- GOAL
Arrange every line of the records below as a numbered list, skipping blank lines and leaving the pictures out.

- DATA PROVIDED
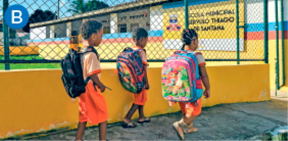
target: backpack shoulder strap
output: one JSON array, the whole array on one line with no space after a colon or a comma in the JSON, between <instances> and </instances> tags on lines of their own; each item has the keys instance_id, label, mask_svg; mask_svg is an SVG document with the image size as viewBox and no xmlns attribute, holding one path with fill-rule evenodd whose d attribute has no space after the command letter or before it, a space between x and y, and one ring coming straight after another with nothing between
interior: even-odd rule
<instances>
[{"instance_id":1,"label":"backpack shoulder strap","mask_svg":"<svg viewBox=\"0 0 288 141\"><path fill-rule=\"evenodd\" d=\"M201 54L202 55L202 53L200 52L189 52L190 53L191 53L193 55L196 55L196 54Z\"/></svg>"},{"instance_id":2,"label":"backpack shoulder strap","mask_svg":"<svg viewBox=\"0 0 288 141\"><path fill-rule=\"evenodd\" d=\"M81 53L84 54L85 53L89 52L94 52L95 54L96 54L96 56L97 56L97 59L98 59L98 60L99 60L99 55L98 54L98 52L97 52L97 50L96 50L96 49L95 49L95 48L94 48L92 47L89 46L86 48L85 48L82 50Z\"/></svg>"},{"instance_id":3,"label":"backpack shoulder strap","mask_svg":"<svg viewBox=\"0 0 288 141\"><path fill-rule=\"evenodd\" d=\"M131 47L125 47L125 48L124 48L124 50L123 50L123 51L128 51L128 50L131 50L132 49Z\"/></svg>"},{"instance_id":4,"label":"backpack shoulder strap","mask_svg":"<svg viewBox=\"0 0 288 141\"><path fill-rule=\"evenodd\" d=\"M180 54L180 53L185 53L185 54L187 54L188 53L188 52L186 51L186 50L176 50L174 52L174 54Z\"/></svg>"},{"instance_id":5,"label":"backpack shoulder strap","mask_svg":"<svg viewBox=\"0 0 288 141\"><path fill-rule=\"evenodd\" d=\"M144 49L142 49L142 48L139 48L139 49L133 49L133 48L132 48L131 47L126 47L125 48L125 49L124 49L124 51L128 51L128 50L135 51L138 54L139 54L139 53L140 52L141 52L141 51L142 51L142 50L144 50L144 51L145 51L145 52L146 52L145 50Z\"/></svg>"}]
</instances>

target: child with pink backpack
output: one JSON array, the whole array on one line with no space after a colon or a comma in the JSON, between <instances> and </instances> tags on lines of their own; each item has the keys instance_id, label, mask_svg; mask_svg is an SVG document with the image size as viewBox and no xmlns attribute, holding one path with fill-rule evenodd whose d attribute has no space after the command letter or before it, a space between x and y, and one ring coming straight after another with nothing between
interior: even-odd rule
<instances>
[{"instance_id":1,"label":"child with pink backpack","mask_svg":"<svg viewBox=\"0 0 288 141\"><path fill-rule=\"evenodd\" d=\"M206 63L198 48L198 36L192 29L184 29L181 50L166 59L162 68L162 94L168 100L170 106L179 103L183 118L173 126L180 139L184 140L184 133L196 132L192 121L201 113L201 97L210 96L209 78L205 68ZM205 87L203 92L202 82Z\"/></svg>"}]
</instances>

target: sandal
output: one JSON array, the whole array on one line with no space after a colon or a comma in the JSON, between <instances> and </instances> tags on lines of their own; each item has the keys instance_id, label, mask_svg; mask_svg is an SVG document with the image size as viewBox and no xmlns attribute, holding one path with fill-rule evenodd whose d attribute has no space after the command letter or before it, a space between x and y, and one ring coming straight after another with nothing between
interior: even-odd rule
<instances>
[{"instance_id":1,"label":"sandal","mask_svg":"<svg viewBox=\"0 0 288 141\"><path fill-rule=\"evenodd\" d=\"M181 119L181 120L182 120L182 119ZM181 121L181 120L179 121L177 121L178 123L180 122ZM192 129L194 129L194 130L192 130L192 131L191 132L189 132L188 130L191 130ZM191 124L188 124L187 125L187 130L185 130L184 131L184 133L185 134L189 134L189 133L191 133L192 132L196 132L197 131L198 131L198 129L197 128L195 128L194 127L194 126L193 126L193 123L191 123Z\"/></svg>"},{"instance_id":2,"label":"sandal","mask_svg":"<svg viewBox=\"0 0 288 141\"><path fill-rule=\"evenodd\" d=\"M196 132L198 131L198 128L194 127L194 126L193 126L193 123L191 123L191 124L188 125L187 128L188 128L187 129L187 133L191 133L192 132ZM192 130L192 129L194 129ZM192 130L192 131L191 132L188 132L188 130L191 131L191 130Z\"/></svg>"},{"instance_id":3,"label":"sandal","mask_svg":"<svg viewBox=\"0 0 288 141\"><path fill-rule=\"evenodd\" d=\"M123 128L135 128L136 127L137 125L136 124L135 124L135 125L134 125L134 126L132 126L134 124L134 123L133 122L130 122L129 123L127 123L124 122L124 123L122 124L122 127L123 127Z\"/></svg>"},{"instance_id":4,"label":"sandal","mask_svg":"<svg viewBox=\"0 0 288 141\"><path fill-rule=\"evenodd\" d=\"M183 132L181 133L179 130L178 130L178 127L180 126L183 130ZM176 121L173 124L173 127L174 129L177 131L177 133L179 137L181 139L181 140L184 140L184 133L187 132L186 129L186 124L184 123L184 122L182 122L182 120L180 121Z\"/></svg>"},{"instance_id":5,"label":"sandal","mask_svg":"<svg viewBox=\"0 0 288 141\"><path fill-rule=\"evenodd\" d=\"M149 118L145 118L145 119L144 119L144 120L143 121L137 121L137 122L139 123L145 123L145 122L150 122L150 120L149 120Z\"/></svg>"}]
</instances>

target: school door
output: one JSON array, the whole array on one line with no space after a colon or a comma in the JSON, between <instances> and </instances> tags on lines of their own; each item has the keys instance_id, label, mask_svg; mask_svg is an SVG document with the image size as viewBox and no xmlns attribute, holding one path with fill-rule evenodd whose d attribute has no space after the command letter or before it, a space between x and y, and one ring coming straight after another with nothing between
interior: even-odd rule
<instances>
[{"instance_id":1,"label":"school door","mask_svg":"<svg viewBox=\"0 0 288 141\"><path fill-rule=\"evenodd\" d=\"M126 24L118 24L118 33L126 33L127 25Z\"/></svg>"}]
</instances>

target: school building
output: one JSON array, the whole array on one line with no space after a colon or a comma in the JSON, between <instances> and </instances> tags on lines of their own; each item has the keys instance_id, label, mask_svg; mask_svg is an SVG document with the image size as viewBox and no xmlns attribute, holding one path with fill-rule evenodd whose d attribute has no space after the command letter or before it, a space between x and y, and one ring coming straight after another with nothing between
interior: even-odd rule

- TASK ANSWER
1. target: backpack shoulder strap
2. output: one JSON array, the whole array on one line with no space after a colon or a comma in the JSON, between <instances> and </instances> tags on lines of their own; each item has the keys instance_id, label, mask_svg; mask_svg is an SVG document with the image size as viewBox and no xmlns attribute, holding one path with fill-rule evenodd whose d attribute has no space after the command letter or before it, a space between x and y, and one ring coming straight after another with nothing between
3. interior: even-odd rule
4. <instances>
5. [{"instance_id":1,"label":"backpack shoulder strap","mask_svg":"<svg viewBox=\"0 0 288 141\"><path fill-rule=\"evenodd\" d=\"M201 54L202 55L202 53L200 52L189 52L190 53L191 53L193 55L196 55L196 54Z\"/></svg>"},{"instance_id":2,"label":"backpack shoulder strap","mask_svg":"<svg viewBox=\"0 0 288 141\"><path fill-rule=\"evenodd\" d=\"M81 53L84 54L85 53L89 52L94 52L95 54L96 54L96 56L97 56L97 59L98 59L98 60L99 60L99 55L98 54L98 52L97 52L97 50L96 50L96 49L95 49L95 48L94 48L92 47L89 46L86 48L85 48L82 50Z\"/></svg>"},{"instance_id":3,"label":"backpack shoulder strap","mask_svg":"<svg viewBox=\"0 0 288 141\"><path fill-rule=\"evenodd\" d=\"M131 47L125 47L125 48L124 48L124 50L123 50L123 51L128 51L128 50L131 50L132 49Z\"/></svg>"},{"instance_id":4,"label":"backpack shoulder strap","mask_svg":"<svg viewBox=\"0 0 288 141\"><path fill-rule=\"evenodd\" d=\"M180 54L180 53L185 53L185 54L187 54L188 53L188 52L186 51L186 50L176 50L174 52L174 54Z\"/></svg>"},{"instance_id":5,"label":"backpack shoulder strap","mask_svg":"<svg viewBox=\"0 0 288 141\"><path fill-rule=\"evenodd\" d=\"M144 49L142 49L142 48L139 48L139 49L133 49L133 48L132 48L131 47L126 47L125 48L125 49L124 49L124 51L128 51L128 50L135 51L138 54L139 54L139 53L140 52L141 52L141 51L142 51L142 50L144 50L144 51L145 51L145 52L146 52L145 50Z\"/></svg>"}]
6. </instances>
7. target: child with pink backpack
8. output: one JSON array, the whole array on one line with no space after a colon or a comma in the JSON, between <instances> and </instances> tags on lines of their own; each item has the keys instance_id, label, mask_svg; mask_svg is an SVG document with the image size as viewBox and no xmlns attribute, holding one path with fill-rule evenodd whose d attribute has no space after the command letter or before it, a space between x and y, and one ring coming straight after another with nothing between
9. interior: even-odd rule
10. <instances>
11. [{"instance_id":1,"label":"child with pink backpack","mask_svg":"<svg viewBox=\"0 0 288 141\"><path fill-rule=\"evenodd\" d=\"M206 63L198 48L198 36L192 29L184 29L181 50L166 59L162 68L162 94L168 100L170 106L179 103L183 118L173 126L180 139L184 140L184 133L196 132L192 121L201 113L201 97L210 96L209 78L205 68ZM205 87L203 92L202 82Z\"/></svg>"}]
12. </instances>
13. target: sandal
14. output: one JSON array, the whole array on one line with no space after a colon or a comma in the JSON, between <instances> and </instances> tags on lines of their own; each item has the keys instance_id, label, mask_svg; mask_svg is an SVG document with the image size as viewBox and no xmlns attribute, holding one path with fill-rule evenodd whose d attribute has no space after the command letter or before it, a space between x and y, and one ring coming straight after another with nothing between
15. interior: even-odd rule
16. <instances>
17. [{"instance_id":1,"label":"sandal","mask_svg":"<svg viewBox=\"0 0 288 141\"><path fill-rule=\"evenodd\" d=\"M181 119L181 120L182 120L182 119ZM181 121L181 120L179 121L177 121L178 123L180 122ZM192 129L194 129L194 130L192 130L192 131L191 132L189 132L188 130L191 130ZM191 124L188 124L187 125L187 130L185 130L184 131L184 133L185 134L189 134L189 133L191 133L192 132L196 132L197 131L198 131L198 129L197 128L195 128L194 127L194 126L193 126L193 123L191 123Z\"/></svg>"},{"instance_id":2,"label":"sandal","mask_svg":"<svg viewBox=\"0 0 288 141\"><path fill-rule=\"evenodd\" d=\"M196 132L198 131L198 128L194 127L194 126L193 126L193 123L191 123L191 124L188 125L187 128L188 128L187 129L187 133L191 133L192 132ZM192 130L192 129L194 129ZM192 130L192 131L191 132L188 132L188 130L191 131L191 130Z\"/></svg>"},{"instance_id":3,"label":"sandal","mask_svg":"<svg viewBox=\"0 0 288 141\"><path fill-rule=\"evenodd\" d=\"M123 128L135 128L136 127L137 125L136 124L135 124L135 125L134 125L134 126L132 126L134 124L134 123L133 122L130 122L129 123L127 123L124 122L124 123L122 124L122 127L123 127Z\"/></svg>"},{"instance_id":4,"label":"sandal","mask_svg":"<svg viewBox=\"0 0 288 141\"><path fill-rule=\"evenodd\" d=\"M183 132L181 133L179 130L178 130L178 127L180 126L183 130ZM176 121L173 124L173 127L174 129L177 131L177 133L179 137L181 139L181 140L184 140L184 133L187 132L186 129L186 124L184 123L184 122L182 122L182 120L180 121Z\"/></svg>"},{"instance_id":5,"label":"sandal","mask_svg":"<svg viewBox=\"0 0 288 141\"><path fill-rule=\"evenodd\" d=\"M149 118L145 118L145 119L144 119L144 120L143 121L137 121L137 122L139 123L145 123L145 122L150 122L150 120L149 120Z\"/></svg>"}]
18. </instances>
19. target: school door
20. output: one JSON array, the whole array on one line with no space after a colon or a comma in the JSON, between <instances> and </instances> tags on lines of their own; each item has the keys instance_id, label, mask_svg; mask_svg is an SVG document with the image size as viewBox and no xmlns attribute, holding one path with fill-rule evenodd whose d attribute has no space after the command letter or before it, a space between x and y, and one ring coming straight after another with nothing between
21. interior: even-odd rule
22. <instances>
23. [{"instance_id":1,"label":"school door","mask_svg":"<svg viewBox=\"0 0 288 141\"><path fill-rule=\"evenodd\" d=\"M126 24L118 24L118 33L126 33L127 25Z\"/></svg>"}]
24. </instances>
25. target: school building
26. output: one JSON array, the whole array on one line with no space after a colon or a comma in the JSON, between <instances> and </instances> tags on lines of their own; each item has the keys instance_id, label, mask_svg; mask_svg is an SVG document with the image size as viewBox and no xmlns attribute, holding one path with fill-rule evenodd whose d attribute has no space after the command letter or before it, a space between x and y, and one ring coming straight after another with nothing between
27. interior: even-odd rule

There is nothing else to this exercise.